-- Begin --
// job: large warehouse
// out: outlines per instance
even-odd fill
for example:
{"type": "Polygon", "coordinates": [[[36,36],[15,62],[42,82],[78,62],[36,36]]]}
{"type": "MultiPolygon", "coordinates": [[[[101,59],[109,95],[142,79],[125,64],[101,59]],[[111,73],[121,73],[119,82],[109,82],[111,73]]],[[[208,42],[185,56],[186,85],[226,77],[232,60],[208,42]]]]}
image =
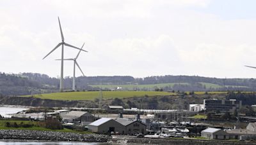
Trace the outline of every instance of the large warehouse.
-- End --
*Work to do*.
Can you reproduce the data above line for line, omitting the picture?

*Task output*.
// job: large warehouse
// out: outlines per instance
even-odd fill
for example:
{"type": "Polygon", "coordinates": [[[36,36],[15,62],[42,82],[78,62],[36,36]]]}
{"type": "MultiPolygon", "coordinates": [[[[101,59],[109,95],[142,79],[125,64],[101,59]],[[111,73],[121,73],[119,82],[109,82],[111,73]]],[[[208,42],[185,56],[186,85],[226,77],[232,60],[208,42]]]]}
image =
Trace the outline of every instance of the large warehouse.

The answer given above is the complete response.